--- Start of Text extract ---
But mere brilliance is not enough to carry a fairly new act into world music celebrity, even if the market is smaller and perhaps more intimate than that of the pop/rock production machinery. Old contacts have to be actively maintained, new ones created, and you have to stay in touch with the changing times.
Both Lehti and Kyhälä describe Sväng's core audience simply as "music fans", a heterogeneous group of people connected by active interest in music and other cultures. There are no specific target audiences, although Kyhälä jokingly adds, "If we were after big money, we should concentrate on financially well-off middle-aged women. They are the most active consumers of culture - and have the money to buy our CD after the concert."
The lack of target segmentation, combined with the fact that world and traditional music companies are usually small, leads to heavy reliance on personal contacts, B2B networking and live performances. Individual, committed agents or agencies abroad are absolutely essential in introducing a foreign artist into new markets.
But small size can also have definite benefits. "New communication technologies and the social web present a tough challenge to the big media corporations", Lehti points out. "The trend cycle is more hectic and less manageable than ever before, and it's hard for the big ones to keep up. Small companies that are used to cooperating and using the web as a sales and information channel can react faster."
International conventions and expositions are essential arenas for making contacts and opening doors to new frontiers. A huge event such as WOMEX, where Sväng will play live to an audience of key people in the business, can mean a world of difference if things click.
A quick glance at the websites of Finnish artists working the world music circuit reveals that something is being done right in Finland. Sväng, Maria Kalaniemi, Kimmo Pohjonen, Värttinä, Markku Lepistö and others are busy, performing seemingly everywhere.
But what does being from Finland mean to foreign record labels, agencies and concert promoters? Not that much, according to Lehti, who adds, "Any traditional music carries all kinds of meanings in its domestic context, but they're somewhat irrelevant when you're abroad, negotiating concert or distribution deals. Traditional music of any given country becomes something essentially world music when heard by an outsider with no personal contact to that culture. When selling our artists abroad, it's often easier to use the term 'Nordic music'. It has a pretty established meaning in the world music community, whereas 'Finnish music' rings few bells."
Sväng's Jouko Kyhälä, on the other hand, is adamant that Sväng retain and openly display their connection to Finnish traditional music. "We want everyone in the audience to know we're Finnish. If they don't know it before they come to our show, afterwards they surely will. Our musical roots are, and will remain, in Finland. The Balkan and other influences will continue to be a part of our music, and maybe we'll branch out a bit to the classical concert scene some day. But whatever happens, we'll remain an essentially Finnish group."
--- End of Text extract ---
= Given task A =
Extract every line of the listing that contains the string "wooden", matching its case exactly.
The article about Sväng and the listing that follows it have no connection to each other.
--- Start of Data supplied ---
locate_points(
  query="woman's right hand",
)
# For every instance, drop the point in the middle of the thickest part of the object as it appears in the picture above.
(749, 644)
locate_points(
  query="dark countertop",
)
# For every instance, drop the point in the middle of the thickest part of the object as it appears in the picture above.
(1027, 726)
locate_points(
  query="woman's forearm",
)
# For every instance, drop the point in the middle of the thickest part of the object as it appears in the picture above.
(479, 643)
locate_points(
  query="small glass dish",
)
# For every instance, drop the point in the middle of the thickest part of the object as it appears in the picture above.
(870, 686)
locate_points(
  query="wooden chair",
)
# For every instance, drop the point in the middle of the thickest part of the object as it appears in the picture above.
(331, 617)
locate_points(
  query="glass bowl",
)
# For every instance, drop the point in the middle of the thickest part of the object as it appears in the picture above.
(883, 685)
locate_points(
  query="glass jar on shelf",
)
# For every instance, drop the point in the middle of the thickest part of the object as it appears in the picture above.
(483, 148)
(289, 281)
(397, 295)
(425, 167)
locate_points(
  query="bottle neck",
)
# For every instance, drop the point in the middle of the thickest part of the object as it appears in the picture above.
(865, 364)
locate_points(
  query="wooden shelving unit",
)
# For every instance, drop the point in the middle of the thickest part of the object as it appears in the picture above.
--- End of Data supplied ---
= Given task B =
Decide whether each statement agrees with the article about Sväng, answering yes or no and quoting the words of the article that settle it: (i) Sväng has no specific target audiences. (ii) Lehti finds that "Finnish music" has a more established meaning in the world music community than "Nordic music". (iii) Kyhälä says Sväng will remain an essentially Finnish group.

= Exercise response A =
  query="wooden chair",
  query="wooden shelving unit",

= Exercise response B =
(i) Yes: "There are no specific target audiences"
(ii) No: "It has a pretty established meaning in the world music community, whereas 'Finnish music' rings few bells."
(iii) Yes: "But whatever happens, we'll remain an essentially Finnish group."